AUGUSTA — A lot has changed in the two years since the University of Maine-Augusta women’s basketball team played in its most recent United State Collegiate Athletic Association Division II national championship tournament.

The 13 1/2 hour bus trip to Uniontown, Pennsylvania has been replaced by a much shorter, more comfortable flight. Only All-American junior forward Jamie Plummer, head coach Jen Laney and assistant coach Laurie Ficker can truly appreciate what a luxury that is as the only holdovers of the 2014 squad that became the first in the program’s history to reach the tournament.

The Moose entered that tournament as a No. 7 seed and lost their first-round game to Cincinnati-Clermont. This year, they are the No. 4 seed and expecting to go much deeper in the eight-team tournament, if not win it all.

“We’ve been talking about it since our first practice. That was the goal,” sophomore forward Morgan Card said. “I think we’re all ready. We’re excited to be there and it’s time to show what we’ve all been working for.”

### PROBLEMS AND TASKS
A – Transcribe the stretch of the basketball article from "The Moose entered" through "win it all.".
B – In the basketball article, which team beat the Moose in the first round of the 2014 tournament?

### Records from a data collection

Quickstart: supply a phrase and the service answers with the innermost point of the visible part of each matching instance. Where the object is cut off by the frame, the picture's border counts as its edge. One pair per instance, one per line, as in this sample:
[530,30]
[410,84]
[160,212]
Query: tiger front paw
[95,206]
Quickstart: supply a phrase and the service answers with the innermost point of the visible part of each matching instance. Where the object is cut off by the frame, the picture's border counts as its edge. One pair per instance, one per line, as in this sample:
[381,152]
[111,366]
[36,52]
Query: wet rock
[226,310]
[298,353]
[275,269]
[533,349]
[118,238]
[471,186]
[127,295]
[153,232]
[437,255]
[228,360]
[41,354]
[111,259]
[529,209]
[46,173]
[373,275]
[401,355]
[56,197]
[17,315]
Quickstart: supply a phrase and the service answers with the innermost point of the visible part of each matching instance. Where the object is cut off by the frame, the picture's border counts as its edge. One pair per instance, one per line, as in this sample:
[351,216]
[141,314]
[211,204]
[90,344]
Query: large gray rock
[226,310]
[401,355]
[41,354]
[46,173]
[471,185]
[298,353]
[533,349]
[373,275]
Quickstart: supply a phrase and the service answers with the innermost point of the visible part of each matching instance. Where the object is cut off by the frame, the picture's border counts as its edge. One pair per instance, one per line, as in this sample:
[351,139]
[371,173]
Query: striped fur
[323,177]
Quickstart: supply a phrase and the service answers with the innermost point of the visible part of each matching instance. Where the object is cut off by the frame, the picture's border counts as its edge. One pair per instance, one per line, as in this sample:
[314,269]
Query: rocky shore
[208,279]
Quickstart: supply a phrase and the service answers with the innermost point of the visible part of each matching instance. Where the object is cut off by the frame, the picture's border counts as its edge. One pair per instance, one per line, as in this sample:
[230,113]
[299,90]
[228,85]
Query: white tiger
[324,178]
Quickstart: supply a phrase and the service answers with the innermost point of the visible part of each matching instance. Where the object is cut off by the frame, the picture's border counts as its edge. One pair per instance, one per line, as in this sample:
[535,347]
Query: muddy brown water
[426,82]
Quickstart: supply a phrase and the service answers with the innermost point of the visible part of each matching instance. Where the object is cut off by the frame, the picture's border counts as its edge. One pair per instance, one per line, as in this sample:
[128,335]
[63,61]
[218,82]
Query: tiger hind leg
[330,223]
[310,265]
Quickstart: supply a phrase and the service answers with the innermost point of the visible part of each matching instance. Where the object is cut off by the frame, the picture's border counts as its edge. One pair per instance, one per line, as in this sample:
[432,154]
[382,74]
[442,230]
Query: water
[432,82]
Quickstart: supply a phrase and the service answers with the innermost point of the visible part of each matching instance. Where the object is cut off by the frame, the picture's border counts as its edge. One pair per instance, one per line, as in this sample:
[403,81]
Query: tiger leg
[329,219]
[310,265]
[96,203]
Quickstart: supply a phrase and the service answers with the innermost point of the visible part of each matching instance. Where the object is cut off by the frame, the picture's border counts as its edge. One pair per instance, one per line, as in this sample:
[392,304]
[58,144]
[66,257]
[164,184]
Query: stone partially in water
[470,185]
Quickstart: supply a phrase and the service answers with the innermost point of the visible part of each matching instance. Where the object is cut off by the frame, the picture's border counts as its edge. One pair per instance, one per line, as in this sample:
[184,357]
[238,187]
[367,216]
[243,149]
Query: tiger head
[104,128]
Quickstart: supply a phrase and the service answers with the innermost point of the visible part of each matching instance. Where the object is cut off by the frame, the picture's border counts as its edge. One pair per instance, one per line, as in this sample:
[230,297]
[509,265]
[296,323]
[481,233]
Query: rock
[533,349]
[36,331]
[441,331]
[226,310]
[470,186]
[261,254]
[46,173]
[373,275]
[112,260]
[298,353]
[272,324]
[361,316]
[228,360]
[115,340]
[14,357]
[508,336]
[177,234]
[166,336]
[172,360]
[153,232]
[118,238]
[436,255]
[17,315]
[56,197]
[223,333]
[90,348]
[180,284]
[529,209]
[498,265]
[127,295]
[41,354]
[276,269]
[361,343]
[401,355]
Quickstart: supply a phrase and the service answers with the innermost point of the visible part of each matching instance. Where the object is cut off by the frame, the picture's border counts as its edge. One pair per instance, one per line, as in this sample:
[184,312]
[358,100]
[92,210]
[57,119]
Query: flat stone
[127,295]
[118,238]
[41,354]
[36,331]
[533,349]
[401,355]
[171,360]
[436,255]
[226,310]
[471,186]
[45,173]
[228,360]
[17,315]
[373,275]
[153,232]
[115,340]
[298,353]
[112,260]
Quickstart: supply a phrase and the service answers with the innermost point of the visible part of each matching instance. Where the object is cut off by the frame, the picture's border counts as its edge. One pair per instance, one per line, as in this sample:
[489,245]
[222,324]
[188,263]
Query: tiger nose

### ANSWERS GIVEN
A –
The Moose entered that tournament as a No. 7 seed and lost their first-round game to Cincinnati-Clermont. This year, they are the No. 4 seed and expecting to go much deeper in the eight-team tournament, if not win it all.

B – Cincinnati-Clermont